___ EXTRACTED ENTRIES ___

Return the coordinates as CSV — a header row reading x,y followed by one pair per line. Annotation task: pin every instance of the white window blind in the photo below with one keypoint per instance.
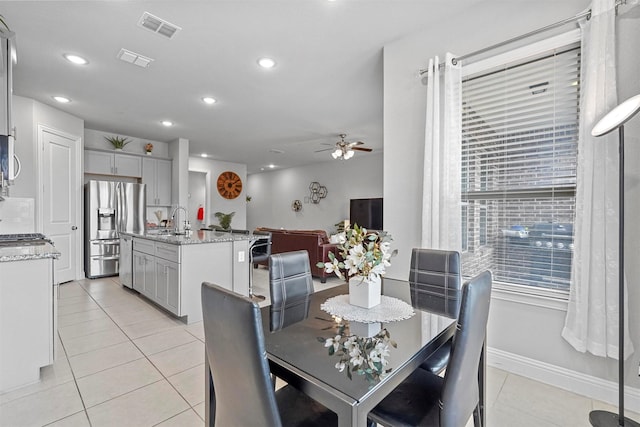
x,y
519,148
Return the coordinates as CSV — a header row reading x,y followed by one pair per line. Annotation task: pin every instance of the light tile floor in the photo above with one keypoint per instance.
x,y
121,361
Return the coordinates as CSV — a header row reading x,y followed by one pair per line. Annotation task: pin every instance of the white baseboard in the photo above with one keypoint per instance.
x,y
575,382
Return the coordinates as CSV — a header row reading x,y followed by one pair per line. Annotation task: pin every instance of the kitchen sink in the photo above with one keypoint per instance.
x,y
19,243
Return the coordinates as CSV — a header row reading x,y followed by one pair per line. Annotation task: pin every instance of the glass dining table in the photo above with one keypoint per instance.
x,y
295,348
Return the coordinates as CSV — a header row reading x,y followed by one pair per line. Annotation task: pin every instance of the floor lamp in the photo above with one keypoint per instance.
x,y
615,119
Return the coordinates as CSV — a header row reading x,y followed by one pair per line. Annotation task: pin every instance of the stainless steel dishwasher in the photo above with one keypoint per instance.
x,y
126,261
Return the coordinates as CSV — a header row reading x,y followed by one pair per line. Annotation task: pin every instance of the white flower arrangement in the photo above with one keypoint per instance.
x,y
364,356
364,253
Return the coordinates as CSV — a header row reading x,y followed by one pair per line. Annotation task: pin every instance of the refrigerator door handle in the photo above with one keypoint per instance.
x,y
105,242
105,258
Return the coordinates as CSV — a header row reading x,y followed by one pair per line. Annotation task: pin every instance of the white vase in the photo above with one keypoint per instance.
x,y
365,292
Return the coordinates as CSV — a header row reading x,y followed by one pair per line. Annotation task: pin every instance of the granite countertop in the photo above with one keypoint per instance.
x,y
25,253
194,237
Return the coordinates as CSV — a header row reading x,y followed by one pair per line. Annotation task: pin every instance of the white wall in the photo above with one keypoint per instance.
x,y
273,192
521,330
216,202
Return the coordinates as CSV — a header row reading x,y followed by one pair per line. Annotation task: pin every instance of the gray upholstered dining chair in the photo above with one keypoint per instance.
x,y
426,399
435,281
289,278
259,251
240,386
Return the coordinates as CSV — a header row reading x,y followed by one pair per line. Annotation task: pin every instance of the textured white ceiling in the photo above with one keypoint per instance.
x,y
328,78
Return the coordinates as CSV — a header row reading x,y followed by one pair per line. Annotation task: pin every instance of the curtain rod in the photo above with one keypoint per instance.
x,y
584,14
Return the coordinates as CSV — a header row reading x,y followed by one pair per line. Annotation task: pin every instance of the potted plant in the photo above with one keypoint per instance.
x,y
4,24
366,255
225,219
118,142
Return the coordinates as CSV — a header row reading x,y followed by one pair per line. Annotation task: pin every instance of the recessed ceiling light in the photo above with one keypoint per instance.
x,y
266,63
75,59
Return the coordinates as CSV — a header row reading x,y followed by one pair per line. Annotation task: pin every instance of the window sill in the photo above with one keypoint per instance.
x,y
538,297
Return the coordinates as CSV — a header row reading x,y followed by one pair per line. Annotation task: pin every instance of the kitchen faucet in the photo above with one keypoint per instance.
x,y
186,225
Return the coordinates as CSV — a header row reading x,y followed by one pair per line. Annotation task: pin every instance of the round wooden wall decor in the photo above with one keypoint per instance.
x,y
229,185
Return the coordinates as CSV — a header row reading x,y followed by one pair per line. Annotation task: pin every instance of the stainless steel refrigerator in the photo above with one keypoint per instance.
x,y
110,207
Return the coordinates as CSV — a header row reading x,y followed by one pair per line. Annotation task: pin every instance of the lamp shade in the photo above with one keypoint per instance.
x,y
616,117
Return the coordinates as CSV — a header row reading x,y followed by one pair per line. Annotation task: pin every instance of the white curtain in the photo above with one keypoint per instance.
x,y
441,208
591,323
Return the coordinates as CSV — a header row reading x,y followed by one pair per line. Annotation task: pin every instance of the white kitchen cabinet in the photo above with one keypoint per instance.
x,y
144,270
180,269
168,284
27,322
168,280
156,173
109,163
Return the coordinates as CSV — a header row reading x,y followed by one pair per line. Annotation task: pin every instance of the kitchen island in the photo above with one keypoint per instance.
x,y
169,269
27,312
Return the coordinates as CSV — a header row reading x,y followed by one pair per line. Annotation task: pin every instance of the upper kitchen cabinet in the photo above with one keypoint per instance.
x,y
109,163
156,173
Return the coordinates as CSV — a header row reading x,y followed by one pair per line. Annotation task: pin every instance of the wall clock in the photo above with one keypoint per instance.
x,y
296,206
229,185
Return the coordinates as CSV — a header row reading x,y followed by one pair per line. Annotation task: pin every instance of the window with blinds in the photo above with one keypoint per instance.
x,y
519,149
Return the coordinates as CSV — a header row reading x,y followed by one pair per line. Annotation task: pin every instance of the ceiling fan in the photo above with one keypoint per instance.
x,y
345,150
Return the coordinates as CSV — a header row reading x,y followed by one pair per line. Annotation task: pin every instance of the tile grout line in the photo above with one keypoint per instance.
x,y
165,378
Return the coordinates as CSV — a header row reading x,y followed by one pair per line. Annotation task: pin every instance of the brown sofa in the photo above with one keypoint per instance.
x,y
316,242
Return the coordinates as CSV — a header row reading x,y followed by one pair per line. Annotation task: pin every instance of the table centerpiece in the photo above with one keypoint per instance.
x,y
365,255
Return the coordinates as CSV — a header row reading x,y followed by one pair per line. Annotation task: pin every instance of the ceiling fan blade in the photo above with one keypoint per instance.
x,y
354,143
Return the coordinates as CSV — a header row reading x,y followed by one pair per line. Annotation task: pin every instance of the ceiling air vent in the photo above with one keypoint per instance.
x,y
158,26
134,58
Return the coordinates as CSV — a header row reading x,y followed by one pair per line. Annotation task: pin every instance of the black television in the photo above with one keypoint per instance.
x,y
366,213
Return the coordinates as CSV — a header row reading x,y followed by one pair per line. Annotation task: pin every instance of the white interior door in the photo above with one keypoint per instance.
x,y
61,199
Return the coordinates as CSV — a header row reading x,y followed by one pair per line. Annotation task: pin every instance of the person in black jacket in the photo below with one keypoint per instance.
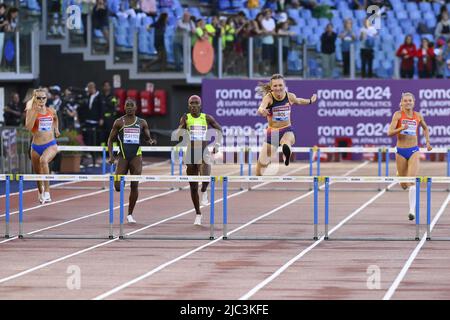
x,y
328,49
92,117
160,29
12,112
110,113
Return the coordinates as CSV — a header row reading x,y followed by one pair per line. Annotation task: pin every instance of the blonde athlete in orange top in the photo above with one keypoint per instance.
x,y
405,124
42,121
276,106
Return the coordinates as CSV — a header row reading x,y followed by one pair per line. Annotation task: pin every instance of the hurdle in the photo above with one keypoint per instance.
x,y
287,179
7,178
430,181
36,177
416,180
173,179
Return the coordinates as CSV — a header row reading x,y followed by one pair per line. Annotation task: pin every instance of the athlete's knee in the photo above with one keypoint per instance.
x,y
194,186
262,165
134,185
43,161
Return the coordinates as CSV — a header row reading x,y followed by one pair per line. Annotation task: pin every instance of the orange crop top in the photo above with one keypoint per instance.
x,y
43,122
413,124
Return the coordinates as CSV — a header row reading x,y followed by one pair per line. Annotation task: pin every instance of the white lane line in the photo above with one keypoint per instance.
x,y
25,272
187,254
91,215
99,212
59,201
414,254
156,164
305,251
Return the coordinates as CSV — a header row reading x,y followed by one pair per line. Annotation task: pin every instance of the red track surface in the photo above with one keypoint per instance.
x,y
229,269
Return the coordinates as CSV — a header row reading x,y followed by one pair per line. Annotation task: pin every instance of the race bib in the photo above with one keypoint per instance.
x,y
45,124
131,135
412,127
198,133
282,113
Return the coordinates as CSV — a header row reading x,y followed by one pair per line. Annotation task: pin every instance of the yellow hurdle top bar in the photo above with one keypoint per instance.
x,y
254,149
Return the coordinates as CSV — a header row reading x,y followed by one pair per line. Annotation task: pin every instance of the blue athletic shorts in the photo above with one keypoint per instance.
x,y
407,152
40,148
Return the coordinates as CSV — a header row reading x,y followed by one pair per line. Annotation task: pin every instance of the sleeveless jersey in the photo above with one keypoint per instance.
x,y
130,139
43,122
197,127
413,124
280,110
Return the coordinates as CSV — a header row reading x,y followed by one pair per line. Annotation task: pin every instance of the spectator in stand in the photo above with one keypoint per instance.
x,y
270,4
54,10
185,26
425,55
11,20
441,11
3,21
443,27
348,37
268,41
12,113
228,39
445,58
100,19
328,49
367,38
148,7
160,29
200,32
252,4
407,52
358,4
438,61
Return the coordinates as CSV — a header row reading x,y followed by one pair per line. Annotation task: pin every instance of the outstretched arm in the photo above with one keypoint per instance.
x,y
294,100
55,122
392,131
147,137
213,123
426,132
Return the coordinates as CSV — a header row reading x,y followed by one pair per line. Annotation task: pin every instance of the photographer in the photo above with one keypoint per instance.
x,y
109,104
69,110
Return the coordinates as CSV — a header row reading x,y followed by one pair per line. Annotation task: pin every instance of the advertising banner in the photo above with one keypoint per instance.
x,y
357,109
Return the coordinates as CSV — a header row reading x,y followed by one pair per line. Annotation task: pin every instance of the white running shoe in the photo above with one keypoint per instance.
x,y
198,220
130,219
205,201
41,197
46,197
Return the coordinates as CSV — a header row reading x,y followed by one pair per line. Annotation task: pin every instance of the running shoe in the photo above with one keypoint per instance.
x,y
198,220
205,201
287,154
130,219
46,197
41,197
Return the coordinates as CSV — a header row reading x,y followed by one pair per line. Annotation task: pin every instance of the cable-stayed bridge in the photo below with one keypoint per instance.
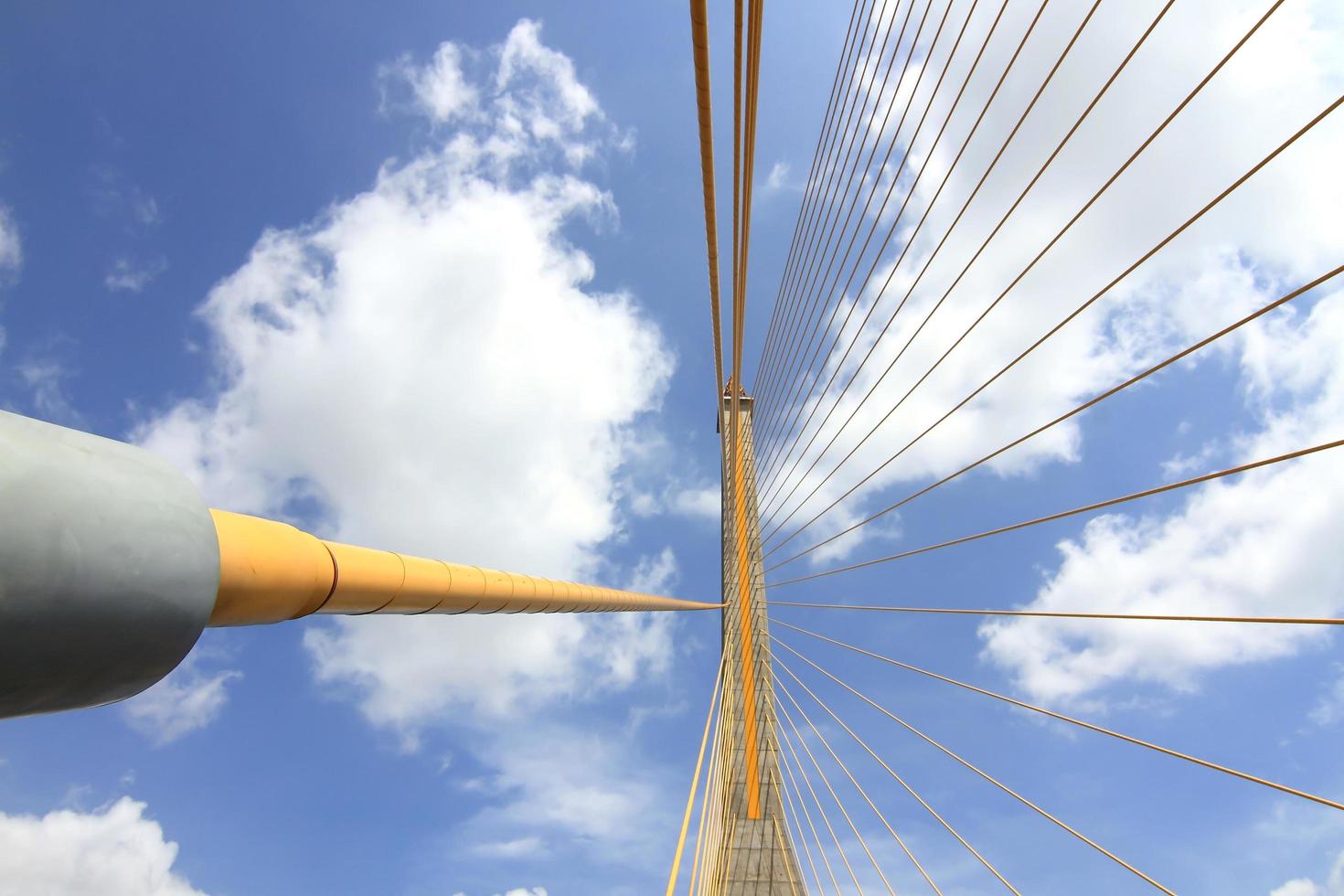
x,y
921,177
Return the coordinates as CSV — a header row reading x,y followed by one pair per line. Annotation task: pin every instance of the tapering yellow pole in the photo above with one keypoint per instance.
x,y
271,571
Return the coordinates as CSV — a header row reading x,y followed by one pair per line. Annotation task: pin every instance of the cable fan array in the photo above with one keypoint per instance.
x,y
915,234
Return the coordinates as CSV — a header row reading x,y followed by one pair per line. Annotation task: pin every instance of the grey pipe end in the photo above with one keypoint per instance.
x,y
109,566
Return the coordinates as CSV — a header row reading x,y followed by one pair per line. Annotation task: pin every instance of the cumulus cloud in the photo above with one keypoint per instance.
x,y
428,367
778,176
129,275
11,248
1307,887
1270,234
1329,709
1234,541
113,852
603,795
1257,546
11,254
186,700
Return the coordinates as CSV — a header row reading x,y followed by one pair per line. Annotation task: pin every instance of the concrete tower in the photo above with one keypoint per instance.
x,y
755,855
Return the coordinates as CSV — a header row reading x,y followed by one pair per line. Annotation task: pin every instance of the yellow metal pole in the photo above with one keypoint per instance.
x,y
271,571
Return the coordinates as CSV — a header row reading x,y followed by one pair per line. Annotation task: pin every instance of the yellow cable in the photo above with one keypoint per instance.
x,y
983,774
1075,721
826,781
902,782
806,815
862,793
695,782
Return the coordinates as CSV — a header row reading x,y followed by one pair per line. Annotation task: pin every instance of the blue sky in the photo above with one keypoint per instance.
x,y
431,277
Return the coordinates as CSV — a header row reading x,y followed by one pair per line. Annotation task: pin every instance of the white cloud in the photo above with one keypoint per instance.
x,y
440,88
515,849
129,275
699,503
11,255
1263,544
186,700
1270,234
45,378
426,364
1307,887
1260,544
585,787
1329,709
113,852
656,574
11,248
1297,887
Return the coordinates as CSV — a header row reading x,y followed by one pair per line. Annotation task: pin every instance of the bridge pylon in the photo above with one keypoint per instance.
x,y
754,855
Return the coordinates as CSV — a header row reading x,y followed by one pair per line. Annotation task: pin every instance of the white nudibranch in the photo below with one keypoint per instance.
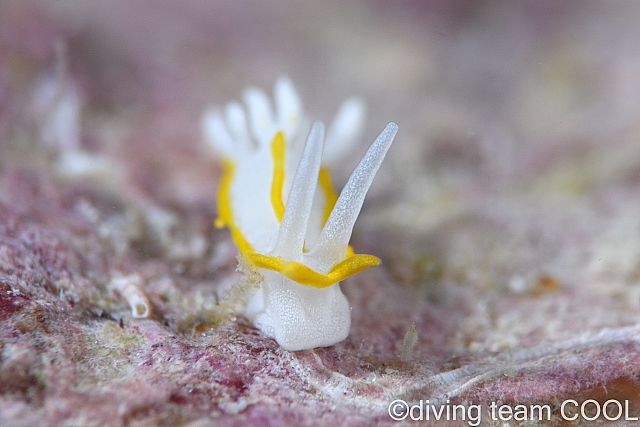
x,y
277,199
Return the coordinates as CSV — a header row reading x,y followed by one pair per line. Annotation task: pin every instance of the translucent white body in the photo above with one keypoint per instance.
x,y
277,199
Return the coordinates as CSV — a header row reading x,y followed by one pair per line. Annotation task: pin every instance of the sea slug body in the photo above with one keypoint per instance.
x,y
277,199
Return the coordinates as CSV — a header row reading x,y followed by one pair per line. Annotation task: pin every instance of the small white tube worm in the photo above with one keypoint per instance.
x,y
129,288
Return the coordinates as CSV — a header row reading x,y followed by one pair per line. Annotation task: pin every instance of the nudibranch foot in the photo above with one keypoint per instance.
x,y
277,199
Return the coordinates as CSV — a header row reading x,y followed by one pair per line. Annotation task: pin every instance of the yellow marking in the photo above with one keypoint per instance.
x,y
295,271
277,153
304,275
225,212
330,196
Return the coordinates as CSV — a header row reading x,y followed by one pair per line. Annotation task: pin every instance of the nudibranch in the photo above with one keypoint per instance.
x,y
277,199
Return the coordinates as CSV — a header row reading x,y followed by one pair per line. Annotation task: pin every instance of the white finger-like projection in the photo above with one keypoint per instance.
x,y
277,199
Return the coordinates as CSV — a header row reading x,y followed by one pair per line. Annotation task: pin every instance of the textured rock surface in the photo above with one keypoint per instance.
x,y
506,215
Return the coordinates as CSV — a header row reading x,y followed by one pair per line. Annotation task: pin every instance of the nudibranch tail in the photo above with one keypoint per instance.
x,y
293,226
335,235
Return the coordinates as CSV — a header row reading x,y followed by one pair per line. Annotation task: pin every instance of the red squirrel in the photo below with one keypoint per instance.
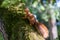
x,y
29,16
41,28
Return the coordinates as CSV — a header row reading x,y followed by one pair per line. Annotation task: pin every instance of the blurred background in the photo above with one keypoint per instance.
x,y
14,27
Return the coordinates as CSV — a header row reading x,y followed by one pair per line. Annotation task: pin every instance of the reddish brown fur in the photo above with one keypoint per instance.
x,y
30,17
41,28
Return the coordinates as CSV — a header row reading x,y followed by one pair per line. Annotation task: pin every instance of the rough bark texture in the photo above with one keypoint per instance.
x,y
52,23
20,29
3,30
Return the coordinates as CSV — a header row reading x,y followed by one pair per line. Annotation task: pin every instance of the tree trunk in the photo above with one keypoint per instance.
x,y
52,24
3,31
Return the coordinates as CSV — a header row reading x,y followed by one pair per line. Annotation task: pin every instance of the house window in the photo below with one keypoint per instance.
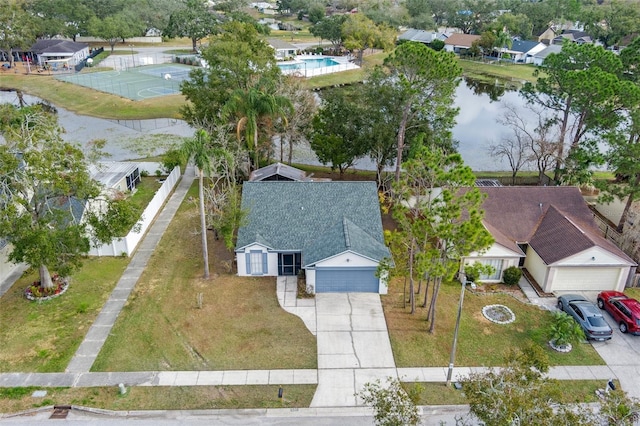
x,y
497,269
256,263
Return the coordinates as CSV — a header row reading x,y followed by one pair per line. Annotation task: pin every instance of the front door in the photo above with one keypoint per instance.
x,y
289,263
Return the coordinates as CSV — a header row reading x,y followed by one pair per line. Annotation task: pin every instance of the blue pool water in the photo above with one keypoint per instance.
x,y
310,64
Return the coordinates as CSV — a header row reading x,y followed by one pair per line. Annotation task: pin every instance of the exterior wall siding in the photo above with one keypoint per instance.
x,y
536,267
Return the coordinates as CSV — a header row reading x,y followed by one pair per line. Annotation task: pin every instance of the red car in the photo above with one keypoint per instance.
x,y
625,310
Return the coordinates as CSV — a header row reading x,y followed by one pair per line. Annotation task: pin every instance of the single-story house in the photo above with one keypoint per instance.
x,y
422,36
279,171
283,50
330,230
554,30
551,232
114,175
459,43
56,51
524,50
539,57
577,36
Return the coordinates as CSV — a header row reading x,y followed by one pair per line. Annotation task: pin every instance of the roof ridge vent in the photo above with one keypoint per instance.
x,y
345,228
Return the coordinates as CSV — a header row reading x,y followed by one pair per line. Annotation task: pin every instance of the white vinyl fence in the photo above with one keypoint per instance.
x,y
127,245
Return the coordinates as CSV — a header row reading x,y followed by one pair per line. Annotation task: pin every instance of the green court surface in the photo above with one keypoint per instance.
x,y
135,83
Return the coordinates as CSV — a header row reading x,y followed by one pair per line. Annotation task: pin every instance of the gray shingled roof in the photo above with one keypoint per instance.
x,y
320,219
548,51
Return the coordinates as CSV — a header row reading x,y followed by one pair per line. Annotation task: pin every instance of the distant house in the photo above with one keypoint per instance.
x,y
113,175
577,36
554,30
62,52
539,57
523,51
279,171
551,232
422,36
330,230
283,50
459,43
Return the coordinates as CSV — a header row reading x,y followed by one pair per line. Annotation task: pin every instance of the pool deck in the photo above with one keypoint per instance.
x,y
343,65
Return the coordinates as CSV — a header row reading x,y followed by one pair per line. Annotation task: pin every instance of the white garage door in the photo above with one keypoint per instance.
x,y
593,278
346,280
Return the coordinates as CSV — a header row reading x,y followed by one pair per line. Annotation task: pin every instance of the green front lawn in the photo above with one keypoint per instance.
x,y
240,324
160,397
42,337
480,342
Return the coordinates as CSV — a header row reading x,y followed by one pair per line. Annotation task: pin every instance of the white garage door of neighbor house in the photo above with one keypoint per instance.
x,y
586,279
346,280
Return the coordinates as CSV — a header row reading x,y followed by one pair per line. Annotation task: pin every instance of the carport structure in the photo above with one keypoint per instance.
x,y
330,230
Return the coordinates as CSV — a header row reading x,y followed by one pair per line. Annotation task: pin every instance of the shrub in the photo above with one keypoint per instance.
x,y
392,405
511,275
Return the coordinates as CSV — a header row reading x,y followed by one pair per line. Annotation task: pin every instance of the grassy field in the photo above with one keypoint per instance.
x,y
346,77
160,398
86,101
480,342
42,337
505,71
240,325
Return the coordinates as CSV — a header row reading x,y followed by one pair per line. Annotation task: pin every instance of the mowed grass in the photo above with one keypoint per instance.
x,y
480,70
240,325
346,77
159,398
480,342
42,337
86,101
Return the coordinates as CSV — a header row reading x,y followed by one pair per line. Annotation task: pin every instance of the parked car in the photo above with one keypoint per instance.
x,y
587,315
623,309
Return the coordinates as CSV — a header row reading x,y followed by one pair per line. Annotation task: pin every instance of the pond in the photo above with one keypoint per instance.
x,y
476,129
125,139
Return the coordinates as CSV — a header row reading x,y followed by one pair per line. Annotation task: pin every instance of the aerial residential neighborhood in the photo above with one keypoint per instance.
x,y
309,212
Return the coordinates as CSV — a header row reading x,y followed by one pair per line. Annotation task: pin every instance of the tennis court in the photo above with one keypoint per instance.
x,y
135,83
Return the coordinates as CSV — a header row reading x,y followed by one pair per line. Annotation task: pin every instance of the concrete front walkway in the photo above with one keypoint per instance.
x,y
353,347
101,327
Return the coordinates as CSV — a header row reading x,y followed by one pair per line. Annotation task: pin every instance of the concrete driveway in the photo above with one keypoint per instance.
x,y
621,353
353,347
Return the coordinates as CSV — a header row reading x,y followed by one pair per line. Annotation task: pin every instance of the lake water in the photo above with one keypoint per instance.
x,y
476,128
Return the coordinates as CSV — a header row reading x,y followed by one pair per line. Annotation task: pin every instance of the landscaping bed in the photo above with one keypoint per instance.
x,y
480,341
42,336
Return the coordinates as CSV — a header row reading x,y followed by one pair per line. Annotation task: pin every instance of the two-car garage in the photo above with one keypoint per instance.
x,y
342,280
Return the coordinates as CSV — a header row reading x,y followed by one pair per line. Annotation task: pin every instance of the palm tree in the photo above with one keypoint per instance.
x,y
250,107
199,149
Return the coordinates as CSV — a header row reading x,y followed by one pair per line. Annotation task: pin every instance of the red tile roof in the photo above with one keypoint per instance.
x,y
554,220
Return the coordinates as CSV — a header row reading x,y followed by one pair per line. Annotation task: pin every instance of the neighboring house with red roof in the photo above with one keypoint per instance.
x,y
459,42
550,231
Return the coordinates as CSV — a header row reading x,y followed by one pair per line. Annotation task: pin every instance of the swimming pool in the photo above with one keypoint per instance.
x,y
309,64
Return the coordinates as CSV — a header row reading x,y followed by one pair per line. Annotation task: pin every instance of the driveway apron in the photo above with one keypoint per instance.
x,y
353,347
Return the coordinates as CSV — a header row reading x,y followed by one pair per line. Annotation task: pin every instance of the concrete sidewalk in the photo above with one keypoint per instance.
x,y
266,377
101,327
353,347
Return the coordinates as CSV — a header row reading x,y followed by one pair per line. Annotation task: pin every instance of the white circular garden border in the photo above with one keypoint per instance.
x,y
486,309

___

Your output should start at the line containing "of the swimming" and stop at the last line of the material, copied exactly, with nothing else.

Return the coordinates as CSV — a header row reading x,y followed by one pair per line. Annotation task: pin every instance of the swimming pool in the photo above with one keypoint per instance.
x,y
309,64
Return the coordinates as CSV — a header row reading x,y followed by one pair per line. Annotation task: pin every instance of the driveway apron in the photo above with one keypoint per instance.
x,y
353,347
Return the coordinates as CSV — a header row reading x,y followed by one pair per line. Annotation task: pin every instance of the concrete sidewalk in the photo above with one keypoint per instance.
x,y
266,377
101,327
353,347
Return the coordinates as CSV — a header row reading x,y followed by one pair per line. Annotation task: pin every instance of the white circular garden border in the photo above with one keypoint per instance.
x,y
486,309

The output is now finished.